:: PROVIDED PASSAGE ::

Fast Document Extraction with mineru-open-api

Zero-setup, instant document parsing — no login, no token, no configuration needed. Supports tables and formulas (LaTeX).

Installation

npm install -g mineru-open-api

Or via Go (macOS/Linux):

go install github.com/opendatalab/MinerU-Ecosystem/cli/mineru-open-api@latest

Verify installation

mineru-open-api version

Quick start

mineru-open-api flash-extract report.pdf                     # PDF → Markdown (instant!)
mineru-open-api flash-extract report.pdf -o ./out/           # Save to file
mineru-open-api flash-extract resume.docx                    # Word → Markdown
mineru-open-api flash-extract slides.pptx                    # PowerPoint → Markdown
mineru-open-api flash-extract photo.png                      # Image → Markdown (OCR)
mineru-open-api flash-extract https://example.com/doc.pdf    # URL → Markdown

Supported input formats

FormatSupported
PDF (.pdf)Yes
Images (.png, .jpg, .jpeg, .jp2, .webp, .gif, .bmp)Yes
Word (.docx)Yes
PowerPoint (.pptx)Yes
URLs (remote files)Yes

Command: flash-extract

mineru-open-api flash-extract <file-or-url> [flags]

Flags

FlagShortDefaultDescription
--output-o(stdout)Output path (file or directory)

:::
:: DATA SUPPLIED ::

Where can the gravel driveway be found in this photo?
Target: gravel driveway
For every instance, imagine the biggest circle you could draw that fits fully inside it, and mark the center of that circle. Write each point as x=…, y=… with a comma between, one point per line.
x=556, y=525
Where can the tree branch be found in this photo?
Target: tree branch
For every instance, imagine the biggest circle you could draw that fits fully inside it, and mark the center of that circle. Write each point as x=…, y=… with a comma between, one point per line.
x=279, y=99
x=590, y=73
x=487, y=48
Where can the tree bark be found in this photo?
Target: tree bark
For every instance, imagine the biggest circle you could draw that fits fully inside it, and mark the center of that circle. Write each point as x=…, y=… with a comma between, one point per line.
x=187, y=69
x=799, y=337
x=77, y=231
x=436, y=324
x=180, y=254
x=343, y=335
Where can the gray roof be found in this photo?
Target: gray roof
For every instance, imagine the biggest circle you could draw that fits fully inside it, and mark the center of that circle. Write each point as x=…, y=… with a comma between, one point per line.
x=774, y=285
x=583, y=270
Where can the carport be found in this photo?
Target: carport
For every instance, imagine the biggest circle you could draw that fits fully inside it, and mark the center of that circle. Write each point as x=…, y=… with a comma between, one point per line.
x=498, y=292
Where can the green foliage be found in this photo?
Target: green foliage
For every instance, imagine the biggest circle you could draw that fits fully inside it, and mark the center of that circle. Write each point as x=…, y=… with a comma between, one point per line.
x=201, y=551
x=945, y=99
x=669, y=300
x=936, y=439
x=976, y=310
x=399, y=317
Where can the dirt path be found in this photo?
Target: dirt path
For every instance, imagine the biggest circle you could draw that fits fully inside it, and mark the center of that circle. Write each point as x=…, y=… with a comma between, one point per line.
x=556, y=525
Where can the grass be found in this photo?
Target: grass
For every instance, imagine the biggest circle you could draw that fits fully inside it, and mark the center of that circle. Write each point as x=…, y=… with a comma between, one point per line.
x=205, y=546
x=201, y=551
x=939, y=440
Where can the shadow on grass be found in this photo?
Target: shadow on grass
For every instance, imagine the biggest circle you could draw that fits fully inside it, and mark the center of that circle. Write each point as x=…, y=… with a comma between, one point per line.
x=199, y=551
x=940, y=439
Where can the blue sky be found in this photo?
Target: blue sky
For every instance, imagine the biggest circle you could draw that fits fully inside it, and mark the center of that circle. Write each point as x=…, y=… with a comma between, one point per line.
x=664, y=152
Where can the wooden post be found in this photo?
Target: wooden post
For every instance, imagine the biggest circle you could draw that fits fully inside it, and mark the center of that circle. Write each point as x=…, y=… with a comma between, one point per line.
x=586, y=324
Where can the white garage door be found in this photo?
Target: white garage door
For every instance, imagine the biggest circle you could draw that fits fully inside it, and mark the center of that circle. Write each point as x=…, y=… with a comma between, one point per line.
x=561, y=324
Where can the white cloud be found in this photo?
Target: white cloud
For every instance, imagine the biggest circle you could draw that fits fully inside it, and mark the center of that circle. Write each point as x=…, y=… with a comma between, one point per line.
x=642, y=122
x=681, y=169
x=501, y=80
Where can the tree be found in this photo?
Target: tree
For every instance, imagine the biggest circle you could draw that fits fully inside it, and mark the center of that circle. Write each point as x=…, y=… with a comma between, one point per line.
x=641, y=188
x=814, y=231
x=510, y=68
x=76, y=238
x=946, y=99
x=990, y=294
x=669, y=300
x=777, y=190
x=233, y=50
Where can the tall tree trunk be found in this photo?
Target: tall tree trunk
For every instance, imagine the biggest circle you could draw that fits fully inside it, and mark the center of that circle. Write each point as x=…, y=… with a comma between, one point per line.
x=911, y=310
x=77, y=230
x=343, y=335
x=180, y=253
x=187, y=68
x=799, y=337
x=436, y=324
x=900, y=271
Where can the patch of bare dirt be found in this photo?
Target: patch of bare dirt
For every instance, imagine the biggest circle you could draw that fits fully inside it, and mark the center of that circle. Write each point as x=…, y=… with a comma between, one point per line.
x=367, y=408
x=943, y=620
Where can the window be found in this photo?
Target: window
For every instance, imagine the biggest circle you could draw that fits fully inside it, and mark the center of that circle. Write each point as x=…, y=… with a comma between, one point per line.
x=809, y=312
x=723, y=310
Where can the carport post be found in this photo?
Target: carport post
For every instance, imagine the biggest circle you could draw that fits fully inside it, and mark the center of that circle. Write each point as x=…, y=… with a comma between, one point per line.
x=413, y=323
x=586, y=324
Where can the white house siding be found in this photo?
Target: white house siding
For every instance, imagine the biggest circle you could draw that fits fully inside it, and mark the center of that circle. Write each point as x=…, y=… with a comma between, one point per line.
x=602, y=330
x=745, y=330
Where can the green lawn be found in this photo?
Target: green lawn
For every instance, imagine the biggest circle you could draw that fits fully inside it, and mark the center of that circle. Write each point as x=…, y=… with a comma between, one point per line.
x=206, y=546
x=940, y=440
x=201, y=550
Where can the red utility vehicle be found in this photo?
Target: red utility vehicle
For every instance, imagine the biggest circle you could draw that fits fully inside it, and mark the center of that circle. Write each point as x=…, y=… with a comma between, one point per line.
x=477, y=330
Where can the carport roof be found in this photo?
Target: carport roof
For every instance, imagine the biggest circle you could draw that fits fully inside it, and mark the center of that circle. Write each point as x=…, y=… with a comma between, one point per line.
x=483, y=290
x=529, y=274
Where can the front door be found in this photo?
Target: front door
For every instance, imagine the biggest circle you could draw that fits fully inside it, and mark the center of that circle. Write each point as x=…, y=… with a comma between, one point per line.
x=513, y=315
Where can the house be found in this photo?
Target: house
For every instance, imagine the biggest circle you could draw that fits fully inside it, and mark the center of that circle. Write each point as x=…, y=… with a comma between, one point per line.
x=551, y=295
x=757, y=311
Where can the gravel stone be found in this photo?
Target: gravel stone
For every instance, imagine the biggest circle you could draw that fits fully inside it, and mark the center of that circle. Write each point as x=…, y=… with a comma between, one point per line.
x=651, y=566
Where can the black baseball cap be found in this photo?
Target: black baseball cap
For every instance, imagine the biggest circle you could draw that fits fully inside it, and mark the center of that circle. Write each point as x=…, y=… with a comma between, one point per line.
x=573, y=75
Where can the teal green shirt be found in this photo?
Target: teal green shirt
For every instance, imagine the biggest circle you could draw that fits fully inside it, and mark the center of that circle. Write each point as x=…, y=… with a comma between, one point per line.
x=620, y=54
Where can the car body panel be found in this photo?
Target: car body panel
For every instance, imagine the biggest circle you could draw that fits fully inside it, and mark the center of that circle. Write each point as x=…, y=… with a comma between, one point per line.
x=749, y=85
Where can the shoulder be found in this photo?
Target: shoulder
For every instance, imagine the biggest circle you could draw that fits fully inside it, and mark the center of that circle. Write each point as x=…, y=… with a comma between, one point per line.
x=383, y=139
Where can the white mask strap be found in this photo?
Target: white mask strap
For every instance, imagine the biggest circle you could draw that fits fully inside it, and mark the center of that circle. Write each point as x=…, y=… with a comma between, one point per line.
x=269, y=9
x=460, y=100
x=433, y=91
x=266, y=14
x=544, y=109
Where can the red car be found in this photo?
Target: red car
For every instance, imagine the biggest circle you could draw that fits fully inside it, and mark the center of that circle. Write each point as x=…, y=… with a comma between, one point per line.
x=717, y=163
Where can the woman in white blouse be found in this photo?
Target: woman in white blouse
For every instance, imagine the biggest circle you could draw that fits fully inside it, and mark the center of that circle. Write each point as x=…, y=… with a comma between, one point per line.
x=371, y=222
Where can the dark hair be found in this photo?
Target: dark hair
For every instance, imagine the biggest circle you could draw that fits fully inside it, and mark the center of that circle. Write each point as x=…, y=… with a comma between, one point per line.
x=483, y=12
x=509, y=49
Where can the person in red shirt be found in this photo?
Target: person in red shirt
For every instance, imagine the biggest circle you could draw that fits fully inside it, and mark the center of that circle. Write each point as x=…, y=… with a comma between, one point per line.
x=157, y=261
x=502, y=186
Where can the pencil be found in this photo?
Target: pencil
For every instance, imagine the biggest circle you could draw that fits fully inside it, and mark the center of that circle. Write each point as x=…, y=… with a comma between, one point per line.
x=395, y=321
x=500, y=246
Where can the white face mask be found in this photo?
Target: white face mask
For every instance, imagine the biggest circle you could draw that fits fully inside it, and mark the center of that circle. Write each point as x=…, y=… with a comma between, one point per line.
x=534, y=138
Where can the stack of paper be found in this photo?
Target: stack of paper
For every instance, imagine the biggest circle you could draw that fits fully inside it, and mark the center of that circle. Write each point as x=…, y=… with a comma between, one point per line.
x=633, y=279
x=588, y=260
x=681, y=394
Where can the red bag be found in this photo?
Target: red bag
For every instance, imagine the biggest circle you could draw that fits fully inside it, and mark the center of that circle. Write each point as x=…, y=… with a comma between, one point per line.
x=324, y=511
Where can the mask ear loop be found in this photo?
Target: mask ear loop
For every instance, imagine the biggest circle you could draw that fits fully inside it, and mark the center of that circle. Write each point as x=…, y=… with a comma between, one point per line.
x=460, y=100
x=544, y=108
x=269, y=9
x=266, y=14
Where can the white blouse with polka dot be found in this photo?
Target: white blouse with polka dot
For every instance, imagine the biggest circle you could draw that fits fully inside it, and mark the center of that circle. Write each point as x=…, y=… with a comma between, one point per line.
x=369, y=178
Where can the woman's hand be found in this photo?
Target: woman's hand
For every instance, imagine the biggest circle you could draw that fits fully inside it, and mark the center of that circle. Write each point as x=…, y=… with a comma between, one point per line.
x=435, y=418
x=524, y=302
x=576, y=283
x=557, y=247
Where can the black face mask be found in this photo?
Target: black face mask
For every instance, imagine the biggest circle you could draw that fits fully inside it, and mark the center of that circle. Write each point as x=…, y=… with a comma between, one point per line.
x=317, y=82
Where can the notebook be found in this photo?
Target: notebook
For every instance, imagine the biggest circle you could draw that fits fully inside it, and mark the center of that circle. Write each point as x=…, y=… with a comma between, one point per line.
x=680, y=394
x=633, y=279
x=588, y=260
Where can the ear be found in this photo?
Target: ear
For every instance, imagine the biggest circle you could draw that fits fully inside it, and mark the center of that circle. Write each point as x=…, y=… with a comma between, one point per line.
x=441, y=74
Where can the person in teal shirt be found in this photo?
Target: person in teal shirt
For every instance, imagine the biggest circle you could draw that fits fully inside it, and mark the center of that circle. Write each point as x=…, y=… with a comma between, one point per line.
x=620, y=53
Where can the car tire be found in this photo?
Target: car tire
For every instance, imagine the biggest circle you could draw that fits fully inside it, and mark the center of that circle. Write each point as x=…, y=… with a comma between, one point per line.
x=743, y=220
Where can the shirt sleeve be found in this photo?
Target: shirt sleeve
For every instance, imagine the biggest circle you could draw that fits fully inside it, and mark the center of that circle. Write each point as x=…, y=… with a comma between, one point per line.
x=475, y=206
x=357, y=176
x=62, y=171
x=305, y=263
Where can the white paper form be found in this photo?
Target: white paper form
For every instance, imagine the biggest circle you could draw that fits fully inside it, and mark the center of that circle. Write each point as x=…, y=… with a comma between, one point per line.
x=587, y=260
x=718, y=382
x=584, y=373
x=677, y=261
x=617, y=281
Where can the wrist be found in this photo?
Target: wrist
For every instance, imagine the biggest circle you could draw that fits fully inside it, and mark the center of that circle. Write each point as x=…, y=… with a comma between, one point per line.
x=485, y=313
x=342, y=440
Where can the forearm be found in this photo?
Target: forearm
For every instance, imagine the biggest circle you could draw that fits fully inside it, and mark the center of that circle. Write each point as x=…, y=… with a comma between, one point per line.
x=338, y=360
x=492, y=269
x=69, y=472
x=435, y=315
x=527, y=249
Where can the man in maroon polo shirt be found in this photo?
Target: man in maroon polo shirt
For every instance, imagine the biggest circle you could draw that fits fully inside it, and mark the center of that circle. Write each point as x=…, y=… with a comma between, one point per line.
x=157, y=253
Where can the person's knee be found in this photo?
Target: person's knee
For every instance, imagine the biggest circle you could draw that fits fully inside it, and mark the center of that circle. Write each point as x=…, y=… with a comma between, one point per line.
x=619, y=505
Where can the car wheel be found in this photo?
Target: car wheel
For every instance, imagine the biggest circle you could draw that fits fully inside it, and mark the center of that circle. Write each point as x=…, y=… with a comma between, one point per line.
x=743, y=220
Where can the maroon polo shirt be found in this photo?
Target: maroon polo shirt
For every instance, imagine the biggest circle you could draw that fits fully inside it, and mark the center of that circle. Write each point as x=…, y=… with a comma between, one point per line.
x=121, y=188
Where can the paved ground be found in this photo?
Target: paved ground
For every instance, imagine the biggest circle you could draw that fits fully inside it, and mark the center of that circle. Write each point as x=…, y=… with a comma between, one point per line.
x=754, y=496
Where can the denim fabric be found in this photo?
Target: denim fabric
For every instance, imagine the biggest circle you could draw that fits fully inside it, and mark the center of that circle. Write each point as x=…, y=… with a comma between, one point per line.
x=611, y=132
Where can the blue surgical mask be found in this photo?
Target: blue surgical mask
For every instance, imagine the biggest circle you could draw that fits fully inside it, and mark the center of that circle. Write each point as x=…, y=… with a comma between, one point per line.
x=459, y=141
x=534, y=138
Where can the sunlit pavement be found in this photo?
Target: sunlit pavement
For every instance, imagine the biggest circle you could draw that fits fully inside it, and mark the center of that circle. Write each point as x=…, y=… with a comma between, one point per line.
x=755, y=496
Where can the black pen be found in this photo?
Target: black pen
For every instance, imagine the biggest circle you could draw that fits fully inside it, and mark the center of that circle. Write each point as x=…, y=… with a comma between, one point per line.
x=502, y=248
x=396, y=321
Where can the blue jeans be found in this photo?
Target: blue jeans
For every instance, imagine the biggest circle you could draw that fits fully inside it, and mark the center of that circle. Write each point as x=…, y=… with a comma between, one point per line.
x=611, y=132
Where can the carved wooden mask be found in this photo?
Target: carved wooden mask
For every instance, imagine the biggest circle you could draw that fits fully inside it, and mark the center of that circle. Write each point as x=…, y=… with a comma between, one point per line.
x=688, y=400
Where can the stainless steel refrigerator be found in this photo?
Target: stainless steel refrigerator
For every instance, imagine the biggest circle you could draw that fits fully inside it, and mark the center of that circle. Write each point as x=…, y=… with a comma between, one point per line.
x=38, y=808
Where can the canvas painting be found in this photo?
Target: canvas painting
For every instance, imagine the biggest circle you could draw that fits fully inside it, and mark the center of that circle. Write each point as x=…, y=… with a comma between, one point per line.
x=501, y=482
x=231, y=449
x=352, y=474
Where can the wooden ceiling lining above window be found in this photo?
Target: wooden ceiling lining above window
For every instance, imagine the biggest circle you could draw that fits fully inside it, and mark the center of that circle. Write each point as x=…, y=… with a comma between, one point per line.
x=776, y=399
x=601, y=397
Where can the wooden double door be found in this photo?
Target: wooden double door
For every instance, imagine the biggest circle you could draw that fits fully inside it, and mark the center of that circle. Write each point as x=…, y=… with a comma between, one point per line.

:::

WHAT TO DO: Please list every image file extension that the mineru-open-api page names as a supported input format. The lines above are separate from the mineru-open-api page.

RESULT: .png, .jpg, .jpeg, .jp2, .webp, .gif, .bmp